What is required:
Below are the entries; output exactly the lines from the one containing "[spot] the crowd of" through the final line, inclusive.

Coordinate labeling data:
***

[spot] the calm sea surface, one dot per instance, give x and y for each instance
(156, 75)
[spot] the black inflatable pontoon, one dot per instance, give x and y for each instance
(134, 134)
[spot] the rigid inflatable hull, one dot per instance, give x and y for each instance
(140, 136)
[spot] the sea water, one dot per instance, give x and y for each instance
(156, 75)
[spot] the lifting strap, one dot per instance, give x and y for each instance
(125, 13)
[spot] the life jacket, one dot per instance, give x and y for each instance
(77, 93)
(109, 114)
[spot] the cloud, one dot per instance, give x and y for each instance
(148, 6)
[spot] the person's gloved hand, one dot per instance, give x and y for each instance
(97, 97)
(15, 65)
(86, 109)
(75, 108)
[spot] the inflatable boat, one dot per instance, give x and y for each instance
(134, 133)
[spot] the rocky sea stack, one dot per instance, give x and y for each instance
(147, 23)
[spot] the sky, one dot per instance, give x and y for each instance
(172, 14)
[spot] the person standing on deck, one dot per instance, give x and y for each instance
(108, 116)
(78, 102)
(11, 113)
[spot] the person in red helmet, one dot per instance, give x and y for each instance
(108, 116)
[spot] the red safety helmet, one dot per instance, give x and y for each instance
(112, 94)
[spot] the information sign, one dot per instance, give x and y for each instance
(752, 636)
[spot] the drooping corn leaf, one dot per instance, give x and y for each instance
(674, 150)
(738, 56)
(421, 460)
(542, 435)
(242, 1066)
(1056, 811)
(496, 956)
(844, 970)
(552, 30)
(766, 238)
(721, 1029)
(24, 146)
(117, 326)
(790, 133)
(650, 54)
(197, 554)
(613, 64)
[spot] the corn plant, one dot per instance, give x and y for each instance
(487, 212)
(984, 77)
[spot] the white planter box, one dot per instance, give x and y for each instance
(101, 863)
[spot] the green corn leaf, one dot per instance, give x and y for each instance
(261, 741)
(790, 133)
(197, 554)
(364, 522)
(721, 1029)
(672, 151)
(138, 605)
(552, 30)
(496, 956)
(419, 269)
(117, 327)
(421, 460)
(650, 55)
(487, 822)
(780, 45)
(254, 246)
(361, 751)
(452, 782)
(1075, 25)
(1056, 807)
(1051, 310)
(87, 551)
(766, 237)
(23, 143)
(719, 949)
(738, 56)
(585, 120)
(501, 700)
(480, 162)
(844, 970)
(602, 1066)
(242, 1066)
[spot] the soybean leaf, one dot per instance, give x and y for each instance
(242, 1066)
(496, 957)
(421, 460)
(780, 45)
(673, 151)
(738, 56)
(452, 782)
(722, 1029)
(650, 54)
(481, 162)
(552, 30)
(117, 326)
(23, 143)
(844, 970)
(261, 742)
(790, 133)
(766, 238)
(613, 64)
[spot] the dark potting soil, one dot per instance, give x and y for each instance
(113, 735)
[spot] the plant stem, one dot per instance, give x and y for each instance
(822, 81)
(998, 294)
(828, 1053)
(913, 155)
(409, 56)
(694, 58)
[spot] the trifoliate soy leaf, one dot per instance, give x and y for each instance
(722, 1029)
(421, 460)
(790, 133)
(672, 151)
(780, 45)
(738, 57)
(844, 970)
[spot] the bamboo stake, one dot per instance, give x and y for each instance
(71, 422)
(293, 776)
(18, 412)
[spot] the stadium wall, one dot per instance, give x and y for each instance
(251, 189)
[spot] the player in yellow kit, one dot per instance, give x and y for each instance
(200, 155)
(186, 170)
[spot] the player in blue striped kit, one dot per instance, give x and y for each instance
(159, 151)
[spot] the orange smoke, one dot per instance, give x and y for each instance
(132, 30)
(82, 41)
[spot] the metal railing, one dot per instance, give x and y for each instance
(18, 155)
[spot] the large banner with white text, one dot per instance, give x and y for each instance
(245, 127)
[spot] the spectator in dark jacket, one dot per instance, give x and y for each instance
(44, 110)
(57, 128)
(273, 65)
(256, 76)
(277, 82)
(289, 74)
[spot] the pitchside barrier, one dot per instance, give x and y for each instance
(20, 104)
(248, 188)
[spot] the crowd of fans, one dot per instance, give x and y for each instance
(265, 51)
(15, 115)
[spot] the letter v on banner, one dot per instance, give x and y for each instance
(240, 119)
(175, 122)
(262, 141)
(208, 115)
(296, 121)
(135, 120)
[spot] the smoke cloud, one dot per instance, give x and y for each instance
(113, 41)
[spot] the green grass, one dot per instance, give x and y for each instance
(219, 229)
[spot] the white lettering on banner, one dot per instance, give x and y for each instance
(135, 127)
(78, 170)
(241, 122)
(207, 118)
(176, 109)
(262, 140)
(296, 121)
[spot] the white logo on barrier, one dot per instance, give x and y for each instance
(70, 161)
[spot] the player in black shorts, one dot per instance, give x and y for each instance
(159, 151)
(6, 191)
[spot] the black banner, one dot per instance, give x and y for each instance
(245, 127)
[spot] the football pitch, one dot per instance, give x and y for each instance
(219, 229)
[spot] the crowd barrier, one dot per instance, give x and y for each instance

***

Solution to this problem:
[spot] the crowd of fans, one dot per instance, give x and y for each instance
(265, 51)
(15, 115)
[spot] the letter v on banner, one dot per instance, give x and y for each instance
(240, 119)
(175, 122)
(262, 141)
(208, 115)
(296, 121)
(135, 120)
[spot] the smoke cloud, one dot per instance, give x and y for each instance
(113, 41)
[spot] the green grass, one dot per instance, give x and y for each instance
(219, 229)
[spot] the white lettering on banner, one dot per instance, give x and y for each instance
(135, 127)
(78, 170)
(241, 122)
(207, 118)
(176, 109)
(262, 140)
(296, 121)
[spot] the white logo on barrier, one dot per instance, give x and y for each instance
(70, 161)
[spot] the player in black shorts, one dot per instance, give x and y for each instance
(159, 151)
(6, 191)
[spot] the black banner, one dot per instance, give x and y for each instance
(245, 127)
[spot] the football pitch, one dot per instance, give x and y for each instance
(219, 229)
[spot] the crowd barrier, one dot per instance, give x and y for each instance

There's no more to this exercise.